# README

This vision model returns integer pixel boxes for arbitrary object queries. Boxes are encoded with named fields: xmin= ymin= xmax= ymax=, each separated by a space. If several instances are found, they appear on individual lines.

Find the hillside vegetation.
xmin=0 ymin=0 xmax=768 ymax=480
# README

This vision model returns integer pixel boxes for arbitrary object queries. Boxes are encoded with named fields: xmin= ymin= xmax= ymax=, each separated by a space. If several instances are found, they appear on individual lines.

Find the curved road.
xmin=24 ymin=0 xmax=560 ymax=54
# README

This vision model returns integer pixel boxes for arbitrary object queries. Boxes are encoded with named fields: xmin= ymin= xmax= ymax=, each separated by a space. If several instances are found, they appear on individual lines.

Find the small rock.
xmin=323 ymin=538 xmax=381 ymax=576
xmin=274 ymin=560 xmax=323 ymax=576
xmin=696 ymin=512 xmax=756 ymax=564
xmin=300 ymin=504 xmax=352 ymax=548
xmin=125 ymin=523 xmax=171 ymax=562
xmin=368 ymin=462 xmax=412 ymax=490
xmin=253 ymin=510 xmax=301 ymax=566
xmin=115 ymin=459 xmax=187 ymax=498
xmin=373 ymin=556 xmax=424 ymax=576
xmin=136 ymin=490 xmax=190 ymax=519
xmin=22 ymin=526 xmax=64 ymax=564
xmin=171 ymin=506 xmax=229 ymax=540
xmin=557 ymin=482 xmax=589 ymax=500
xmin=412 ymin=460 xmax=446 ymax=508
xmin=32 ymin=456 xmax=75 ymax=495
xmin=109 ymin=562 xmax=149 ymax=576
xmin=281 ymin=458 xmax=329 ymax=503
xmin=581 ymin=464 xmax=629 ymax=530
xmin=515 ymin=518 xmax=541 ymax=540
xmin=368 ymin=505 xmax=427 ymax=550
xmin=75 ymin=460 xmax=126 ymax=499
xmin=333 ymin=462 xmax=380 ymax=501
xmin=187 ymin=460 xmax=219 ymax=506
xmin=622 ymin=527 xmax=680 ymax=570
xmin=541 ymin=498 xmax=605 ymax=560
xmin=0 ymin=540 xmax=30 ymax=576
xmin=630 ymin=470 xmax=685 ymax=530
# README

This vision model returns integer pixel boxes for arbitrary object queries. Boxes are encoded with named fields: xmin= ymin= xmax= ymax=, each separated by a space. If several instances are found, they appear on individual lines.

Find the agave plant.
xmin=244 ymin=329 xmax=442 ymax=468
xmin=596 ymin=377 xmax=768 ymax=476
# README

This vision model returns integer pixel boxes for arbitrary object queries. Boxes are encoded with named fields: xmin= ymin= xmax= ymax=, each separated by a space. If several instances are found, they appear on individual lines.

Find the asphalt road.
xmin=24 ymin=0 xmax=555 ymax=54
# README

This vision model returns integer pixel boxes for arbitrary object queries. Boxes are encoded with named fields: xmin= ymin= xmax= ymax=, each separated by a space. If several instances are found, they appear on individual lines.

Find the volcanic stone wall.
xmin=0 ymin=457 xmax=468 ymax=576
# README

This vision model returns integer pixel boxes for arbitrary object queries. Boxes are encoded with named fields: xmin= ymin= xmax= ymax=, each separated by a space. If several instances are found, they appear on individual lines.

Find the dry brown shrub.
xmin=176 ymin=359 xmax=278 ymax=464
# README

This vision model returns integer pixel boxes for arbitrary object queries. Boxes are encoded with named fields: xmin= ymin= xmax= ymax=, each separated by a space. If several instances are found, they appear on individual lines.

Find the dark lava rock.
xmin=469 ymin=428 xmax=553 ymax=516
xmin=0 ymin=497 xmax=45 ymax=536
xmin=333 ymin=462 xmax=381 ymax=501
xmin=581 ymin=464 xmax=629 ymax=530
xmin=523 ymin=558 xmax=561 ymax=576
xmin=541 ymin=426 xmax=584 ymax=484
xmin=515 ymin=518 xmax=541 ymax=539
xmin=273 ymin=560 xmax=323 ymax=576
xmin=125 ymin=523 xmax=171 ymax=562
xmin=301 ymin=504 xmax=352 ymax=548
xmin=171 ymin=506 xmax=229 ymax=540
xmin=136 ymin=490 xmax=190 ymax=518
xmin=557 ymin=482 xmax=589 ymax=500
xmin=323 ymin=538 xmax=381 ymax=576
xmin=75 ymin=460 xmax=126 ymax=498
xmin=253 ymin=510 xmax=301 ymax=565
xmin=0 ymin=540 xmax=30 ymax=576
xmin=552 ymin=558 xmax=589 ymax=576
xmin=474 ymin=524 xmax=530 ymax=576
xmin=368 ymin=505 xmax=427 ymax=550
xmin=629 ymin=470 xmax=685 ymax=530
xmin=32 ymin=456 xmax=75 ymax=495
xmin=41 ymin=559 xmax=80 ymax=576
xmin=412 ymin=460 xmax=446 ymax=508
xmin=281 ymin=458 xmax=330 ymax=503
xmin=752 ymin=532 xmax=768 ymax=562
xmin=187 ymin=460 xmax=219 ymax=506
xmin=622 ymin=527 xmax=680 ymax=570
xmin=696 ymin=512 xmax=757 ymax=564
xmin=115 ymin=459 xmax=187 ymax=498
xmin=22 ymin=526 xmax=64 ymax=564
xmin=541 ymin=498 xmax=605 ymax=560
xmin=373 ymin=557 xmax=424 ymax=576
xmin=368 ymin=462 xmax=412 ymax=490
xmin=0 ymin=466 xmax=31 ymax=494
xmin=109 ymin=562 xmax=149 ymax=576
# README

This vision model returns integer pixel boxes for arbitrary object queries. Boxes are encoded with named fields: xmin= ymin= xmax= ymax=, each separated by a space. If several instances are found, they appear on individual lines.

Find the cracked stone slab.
□ □ □ □ □
EXERCISE TASK: Revise the material above by changing "individual lines" to "separate lines" wherever it occurs, and leave everything else unchanged.

RESULT FOR THIS TASK:
# README

This vision model returns integer pixel boxes for arbitrary object queries. Boxes are encoded with named fields: xmin= ymin= xmax= ymax=, each separated by a space. If several instances are found, they appear on separate lines.

Find the hillside vegetation.
xmin=0 ymin=0 xmax=768 ymax=480
# README

This vision model returns integer pixel boxes for arbitrary object queries. Boxes are encoded with named fields: xmin= ymin= xmax= ymax=, each separated by a space. If several instances are found, they appear on separate lines.

Find the curved road.
xmin=24 ymin=0 xmax=560 ymax=54
# README

This vision model returns integer pixel boxes for arbitrary object queries. Boxes are encoded with named fields: xmin= ymin= xmax= ymax=, each separated by a space. If several instances are found, they appear on separate lines.

Find the small rock.
xmin=323 ymin=538 xmax=381 ymax=576
xmin=274 ymin=560 xmax=323 ymax=576
xmin=696 ymin=512 xmax=756 ymax=564
xmin=300 ymin=504 xmax=352 ymax=548
xmin=125 ymin=523 xmax=171 ymax=562
xmin=368 ymin=462 xmax=412 ymax=490
xmin=253 ymin=510 xmax=301 ymax=566
xmin=115 ymin=459 xmax=187 ymax=498
xmin=373 ymin=556 xmax=424 ymax=576
xmin=136 ymin=490 xmax=190 ymax=519
xmin=22 ymin=526 xmax=64 ymax=564
xmin=171 ymin=506 xmax=229 ymax=540
xmin=557 ymin=482 xmax=589 ymax=500
xmin=412 ymin=460 xmax=446 ymax=508
xmin=32 ymin=456 xmax=75 ymax=495
xmin=109 ymin=562 xmax=149 ymax=576
xmin=281 ymin=458 xmax=329 ymax=503
xmin=581 ymin=464 xmax=629 ymax=530
xmin=515 ymin=518 xmax=541 ymax=540
xmin=368 ymin=505 xmax=427 ymax=550
xmin=75 ymin=460 xmax=126 ymax=499
xmin=333 ymin=462 xmax=380 ymax=501
xmin=187 ymin=460 xmax=219 ymax=506
xmin=622 ymin=527 xmax=680 ymax=570
xmin=541 ymin=498 xmax=605 ymax=560
xmin=0 ymin=540 xmax=30 ymax=576
xmin=630 ymin=470 xmax=685 ymax=530
# README

This vision model returns integer pixel boxes for arbitrary object queries. Boxes are encoded with named fields: xmin= ymin= xmax= ymax=, each separated by a space. If several instances are found, they appear on separate lines.

Find the agave plant.
xmin=244 ymin=329 xmax=442 ymax=468
xmin=596 ymin=377 xmax=768 ymax=476
# README

This vision model returns integer pixel boxes for arbitrary object queries. Boxes are encoded with named fields: xmin= ymin= xmax= ymax=, each separated by a space. If several instances are found, they appear on separate lines.

Find the asphalt road.
xmin=24 ymin=0 xmax=555 ymax=54
# README

This vision model returns integer pixel boxes for arbitrary object queries. Boxes are encoded with named fields: xmin= ymin= xmax= ymax=, each separated by a space. If several instances are found, they appear on separate lines.

Find the volcanic stone wall.
xmin=0 ymin=457 xmax=468 ymax=576
# README

This vision model returns integer pixel boxes for arbitrary object queries. Boxes are encoded with named fields: xmin= ymin= xmax= ymax=, each separated by a space. If several instances are found, they appear on separate lines.

Find the dry brown shrub.
xmin=176 ymin=359 xmax=278 ymax=464
# README

This vision model returns integer pixel boxes for arbitrary object queries. Boxes are encoded with named fields: xmin= ymin= xmax= ymax=, each separated by a space. If several instances are found, they appear on separate lines.

Find the dark lava rock.
xmin=469 ymin=428 xmax=553 ymax=516
xmin=0 ymin=497 xmax=45 ymax=536
xmin=333 ymin=462 xmax=381 ymax=501
xmin=581 ymin=464 xmax=629 ymax=530
xmin=523 ymin=558 xmax=561 ymax=576
xmin=541 ymin=426 xmax=584 ymax=484
xmin=515 ymin=518 xmax=541 ymax=539
xmin=273 ymin=560 xmax=323 ymax=576
xmin=125 ymin=523 xmax=171 ymax=562
xmin=301 ymin=504 xmax=352 ymax=548
xmin=171 ymin=506 xmax=229 ymax=540
xmin=136 ymin=490 xmax=190 ymax=518
xmin=557 ymin=482 xmax=589 ymax=500
xmin=323 ymin=538 xmax=381 ymax=576
xmin=75 ymin=460 xmax=126 ymax=498
xmin=253 ymin=510 xmax=301 ymax=565
xmin=0 ymin=540 xmax=30 ymax=576
xmin=552 ymin=558 xmax=589 ymax=576
xmin=474 ymin=524 xmax=530 ymax=576
xmin=368 ymin=505 xmax=427 ymax=550
xmin=629 ymin=470 xmax=685 ymax=530
xmin=32 ymin=456 xmax=75 ymax=495
xmin=41 ymin=559 xmax=80 ymax=576
xmin=412 ymin=460 xmax=446 ymax=508
xmin=281 ymin=458 xmax=330 ymax=503
xmin=752 ymin=532 xmax=768 ymax=562
xmin=187 ymin=460 xmax=219 ymax=506
xmin=622 ymin=527 xmax=680 ymax=570
xmin=696 ymin=512 xmax=757 ymax=564
xmin=115 ymin=459 xmax=187 ymax=498
xmin=22 ymin=526 xmax=64 ymax=564
xmin=541 ymin=498 xmax=605 ymax=560
xmin=373 ymin=557 xmax=424 ymax=576
xmin=368 ymin=462 xmax=412 ymax=490
xmin=0 ymin=466 xmax=31 ymax=494
xmin=109 ymin=562 xmax=149 ymax=576
# README

This vision model returns integer pixel boxes for arbitrary object queries. Boxes are encoded with named fields: xmin= ymin= xmax= ymax=, each separated by a space. If several instances are found, they appear on separate lines.

Find the cracked stone slab.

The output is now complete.